Aim of the exercise: From the data below, copy exactly the lines that lie between the one holding "One point rides on each instance of the open" and the one holding "One point rides on each instance of the suv windshield, each", including both, and nothing more.

Extracted entries:
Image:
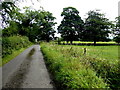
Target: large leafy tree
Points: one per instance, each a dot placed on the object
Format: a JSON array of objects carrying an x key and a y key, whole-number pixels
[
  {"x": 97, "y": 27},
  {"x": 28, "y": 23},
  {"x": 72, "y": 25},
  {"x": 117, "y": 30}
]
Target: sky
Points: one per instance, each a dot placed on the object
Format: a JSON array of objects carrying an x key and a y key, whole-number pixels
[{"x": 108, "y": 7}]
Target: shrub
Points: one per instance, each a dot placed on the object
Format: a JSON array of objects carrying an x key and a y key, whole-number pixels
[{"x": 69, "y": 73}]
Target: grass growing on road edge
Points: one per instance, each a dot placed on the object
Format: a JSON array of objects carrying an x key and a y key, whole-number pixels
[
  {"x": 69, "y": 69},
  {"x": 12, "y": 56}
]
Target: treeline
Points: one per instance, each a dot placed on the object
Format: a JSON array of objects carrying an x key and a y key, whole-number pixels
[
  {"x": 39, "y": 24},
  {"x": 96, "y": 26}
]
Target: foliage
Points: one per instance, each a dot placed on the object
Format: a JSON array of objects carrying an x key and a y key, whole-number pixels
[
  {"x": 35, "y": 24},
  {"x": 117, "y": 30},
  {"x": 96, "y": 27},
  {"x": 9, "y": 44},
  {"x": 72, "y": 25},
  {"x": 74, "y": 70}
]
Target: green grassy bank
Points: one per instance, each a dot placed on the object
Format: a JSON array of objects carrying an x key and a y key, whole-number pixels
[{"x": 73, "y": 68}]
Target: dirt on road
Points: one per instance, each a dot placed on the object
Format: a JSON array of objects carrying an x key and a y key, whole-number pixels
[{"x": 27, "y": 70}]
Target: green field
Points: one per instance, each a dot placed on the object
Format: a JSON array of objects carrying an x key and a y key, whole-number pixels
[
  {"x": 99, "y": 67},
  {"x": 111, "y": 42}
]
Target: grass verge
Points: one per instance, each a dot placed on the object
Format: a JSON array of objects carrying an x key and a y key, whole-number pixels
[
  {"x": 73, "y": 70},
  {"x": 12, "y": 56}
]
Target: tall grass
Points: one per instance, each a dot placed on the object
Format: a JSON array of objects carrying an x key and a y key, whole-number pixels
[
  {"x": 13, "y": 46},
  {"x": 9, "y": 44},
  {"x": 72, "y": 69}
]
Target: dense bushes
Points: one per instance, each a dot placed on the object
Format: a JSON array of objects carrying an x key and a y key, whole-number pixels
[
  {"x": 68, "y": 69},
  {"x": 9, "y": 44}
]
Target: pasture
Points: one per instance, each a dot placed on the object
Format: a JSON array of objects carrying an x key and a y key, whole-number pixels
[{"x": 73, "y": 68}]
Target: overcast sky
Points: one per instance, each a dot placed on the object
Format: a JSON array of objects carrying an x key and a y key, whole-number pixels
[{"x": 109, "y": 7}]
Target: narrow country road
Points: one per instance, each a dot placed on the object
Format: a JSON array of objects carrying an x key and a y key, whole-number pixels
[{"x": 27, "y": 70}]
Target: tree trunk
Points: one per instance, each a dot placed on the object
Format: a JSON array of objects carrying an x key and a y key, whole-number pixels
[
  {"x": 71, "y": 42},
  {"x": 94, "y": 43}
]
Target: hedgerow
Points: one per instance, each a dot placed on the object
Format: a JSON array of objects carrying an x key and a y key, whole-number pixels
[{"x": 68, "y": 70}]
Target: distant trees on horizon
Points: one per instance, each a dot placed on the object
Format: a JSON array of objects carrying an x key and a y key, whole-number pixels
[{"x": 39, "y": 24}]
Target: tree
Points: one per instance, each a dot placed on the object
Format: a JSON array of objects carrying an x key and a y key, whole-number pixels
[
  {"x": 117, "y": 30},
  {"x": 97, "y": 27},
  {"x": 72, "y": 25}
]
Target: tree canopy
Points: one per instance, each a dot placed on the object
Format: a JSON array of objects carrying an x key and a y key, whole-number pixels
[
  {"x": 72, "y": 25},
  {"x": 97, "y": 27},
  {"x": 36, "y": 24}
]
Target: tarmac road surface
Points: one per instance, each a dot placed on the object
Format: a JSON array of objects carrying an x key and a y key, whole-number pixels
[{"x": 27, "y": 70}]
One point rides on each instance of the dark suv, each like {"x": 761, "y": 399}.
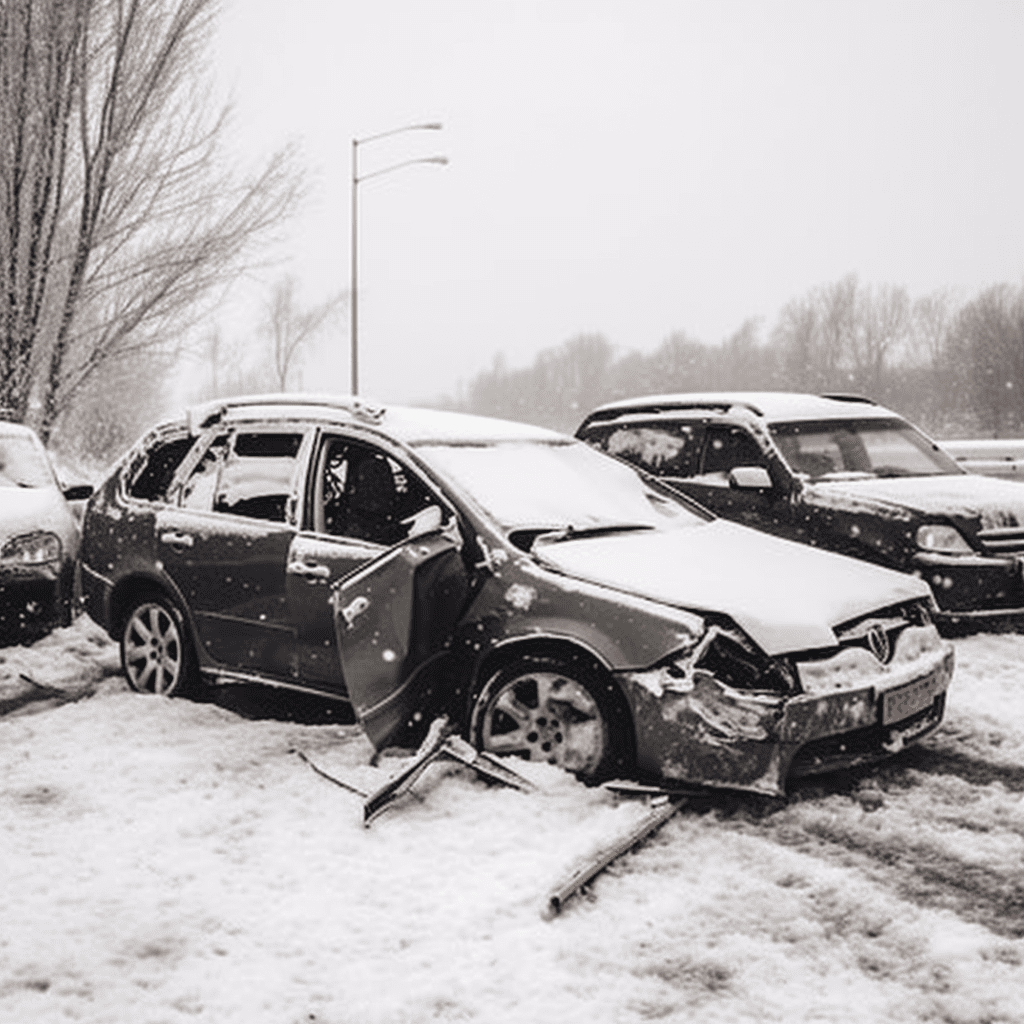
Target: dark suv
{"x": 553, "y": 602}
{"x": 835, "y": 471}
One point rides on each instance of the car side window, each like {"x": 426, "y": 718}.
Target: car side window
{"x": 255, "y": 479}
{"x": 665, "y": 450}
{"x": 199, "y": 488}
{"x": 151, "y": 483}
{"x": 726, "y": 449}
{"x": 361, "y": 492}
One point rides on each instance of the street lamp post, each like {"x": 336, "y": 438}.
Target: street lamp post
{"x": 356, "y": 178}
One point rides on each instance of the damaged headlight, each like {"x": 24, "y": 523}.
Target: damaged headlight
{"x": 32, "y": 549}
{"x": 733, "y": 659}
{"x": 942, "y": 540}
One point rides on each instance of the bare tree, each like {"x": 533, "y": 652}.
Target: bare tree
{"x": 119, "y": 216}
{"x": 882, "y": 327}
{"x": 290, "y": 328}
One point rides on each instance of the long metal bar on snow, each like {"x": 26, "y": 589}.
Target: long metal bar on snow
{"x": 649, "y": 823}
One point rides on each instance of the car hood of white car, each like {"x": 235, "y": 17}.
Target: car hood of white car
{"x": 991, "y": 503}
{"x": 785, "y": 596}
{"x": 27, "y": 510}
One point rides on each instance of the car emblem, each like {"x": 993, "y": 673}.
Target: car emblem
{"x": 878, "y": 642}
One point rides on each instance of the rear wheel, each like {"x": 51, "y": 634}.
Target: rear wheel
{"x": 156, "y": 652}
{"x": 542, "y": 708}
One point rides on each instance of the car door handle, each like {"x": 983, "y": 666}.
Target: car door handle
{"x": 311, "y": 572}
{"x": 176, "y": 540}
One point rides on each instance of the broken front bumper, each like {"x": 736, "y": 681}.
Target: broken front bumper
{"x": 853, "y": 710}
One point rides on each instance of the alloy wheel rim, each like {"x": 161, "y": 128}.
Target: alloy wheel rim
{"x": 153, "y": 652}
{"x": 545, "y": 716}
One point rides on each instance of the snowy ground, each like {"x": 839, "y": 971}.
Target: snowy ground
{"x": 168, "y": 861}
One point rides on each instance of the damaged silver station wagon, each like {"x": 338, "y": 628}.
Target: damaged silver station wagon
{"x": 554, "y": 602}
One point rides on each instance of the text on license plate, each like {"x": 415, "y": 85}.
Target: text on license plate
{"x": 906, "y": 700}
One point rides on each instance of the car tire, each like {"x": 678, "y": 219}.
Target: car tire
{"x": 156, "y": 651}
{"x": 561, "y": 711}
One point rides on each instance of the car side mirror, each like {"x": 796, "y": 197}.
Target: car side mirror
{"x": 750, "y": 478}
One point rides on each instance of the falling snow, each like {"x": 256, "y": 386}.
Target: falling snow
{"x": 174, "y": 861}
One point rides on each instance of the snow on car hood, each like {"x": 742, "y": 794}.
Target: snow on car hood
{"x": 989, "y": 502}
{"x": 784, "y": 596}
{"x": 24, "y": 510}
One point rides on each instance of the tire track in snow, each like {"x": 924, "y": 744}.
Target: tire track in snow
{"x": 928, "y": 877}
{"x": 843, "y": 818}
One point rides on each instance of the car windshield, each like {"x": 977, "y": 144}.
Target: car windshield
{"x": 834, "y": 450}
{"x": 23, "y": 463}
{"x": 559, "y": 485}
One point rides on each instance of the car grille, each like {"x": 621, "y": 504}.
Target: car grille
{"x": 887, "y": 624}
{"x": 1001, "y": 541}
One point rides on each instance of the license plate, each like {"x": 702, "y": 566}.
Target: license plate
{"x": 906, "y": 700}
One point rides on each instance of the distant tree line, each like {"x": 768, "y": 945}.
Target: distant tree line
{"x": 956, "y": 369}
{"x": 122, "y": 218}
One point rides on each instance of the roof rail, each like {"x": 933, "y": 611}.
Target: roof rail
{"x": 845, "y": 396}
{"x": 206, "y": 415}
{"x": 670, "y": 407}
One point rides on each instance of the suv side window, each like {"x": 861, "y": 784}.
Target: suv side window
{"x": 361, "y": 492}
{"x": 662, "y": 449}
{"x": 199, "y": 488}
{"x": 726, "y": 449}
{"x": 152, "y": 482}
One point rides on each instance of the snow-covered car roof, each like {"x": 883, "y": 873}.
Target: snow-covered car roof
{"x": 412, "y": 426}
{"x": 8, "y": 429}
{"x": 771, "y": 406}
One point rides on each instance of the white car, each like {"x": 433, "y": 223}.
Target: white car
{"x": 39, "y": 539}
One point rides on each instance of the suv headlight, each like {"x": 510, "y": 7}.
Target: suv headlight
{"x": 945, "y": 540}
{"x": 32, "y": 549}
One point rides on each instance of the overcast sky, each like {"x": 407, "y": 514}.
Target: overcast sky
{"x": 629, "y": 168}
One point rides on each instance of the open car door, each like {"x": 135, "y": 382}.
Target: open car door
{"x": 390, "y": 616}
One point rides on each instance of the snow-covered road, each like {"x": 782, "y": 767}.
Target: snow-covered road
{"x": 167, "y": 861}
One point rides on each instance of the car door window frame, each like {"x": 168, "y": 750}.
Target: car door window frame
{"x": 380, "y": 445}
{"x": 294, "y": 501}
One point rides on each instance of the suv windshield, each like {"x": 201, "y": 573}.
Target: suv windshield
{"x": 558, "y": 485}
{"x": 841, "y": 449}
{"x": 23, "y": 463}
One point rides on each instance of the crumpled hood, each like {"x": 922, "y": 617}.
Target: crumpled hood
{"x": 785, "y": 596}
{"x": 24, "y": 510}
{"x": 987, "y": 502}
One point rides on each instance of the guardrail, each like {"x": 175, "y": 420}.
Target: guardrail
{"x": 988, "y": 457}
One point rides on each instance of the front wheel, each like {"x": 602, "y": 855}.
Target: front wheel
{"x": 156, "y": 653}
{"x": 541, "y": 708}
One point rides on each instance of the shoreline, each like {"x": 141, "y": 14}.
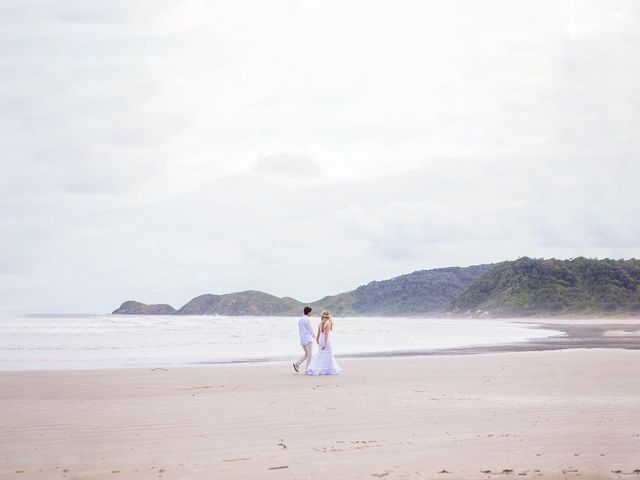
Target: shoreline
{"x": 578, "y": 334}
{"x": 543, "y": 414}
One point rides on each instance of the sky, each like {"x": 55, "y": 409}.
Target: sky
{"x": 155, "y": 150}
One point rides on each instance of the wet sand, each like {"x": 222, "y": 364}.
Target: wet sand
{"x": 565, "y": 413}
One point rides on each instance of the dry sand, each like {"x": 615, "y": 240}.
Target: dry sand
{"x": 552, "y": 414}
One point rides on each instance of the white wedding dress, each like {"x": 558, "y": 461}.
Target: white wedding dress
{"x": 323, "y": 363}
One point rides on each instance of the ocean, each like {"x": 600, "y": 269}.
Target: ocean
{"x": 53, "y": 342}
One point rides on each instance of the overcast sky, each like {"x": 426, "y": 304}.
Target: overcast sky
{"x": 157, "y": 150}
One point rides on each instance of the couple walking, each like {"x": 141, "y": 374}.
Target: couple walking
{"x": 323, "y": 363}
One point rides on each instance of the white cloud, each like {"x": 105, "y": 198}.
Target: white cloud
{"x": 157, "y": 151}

Solution to this exercise:
One point rides on each instance of the open car door, each like {"x": 135, "y": 382}.
Target: open car door
{"x": 390, "y": 616}
One point rides on each instance of the snow-covered road, each like {"x": 782, "y": 767}.
Target: snow-covered road
{"x": 167, "y": 861}
One point rides on each instance of the car door window frame, each like {"x": 168, "y": 750}.
Target: car door window frame
{"x": 380, "y": 445}
{"x": 294, "y": 501}
One point rides on each instance of the suv windshield, each like {"x": 201, "y": 573}.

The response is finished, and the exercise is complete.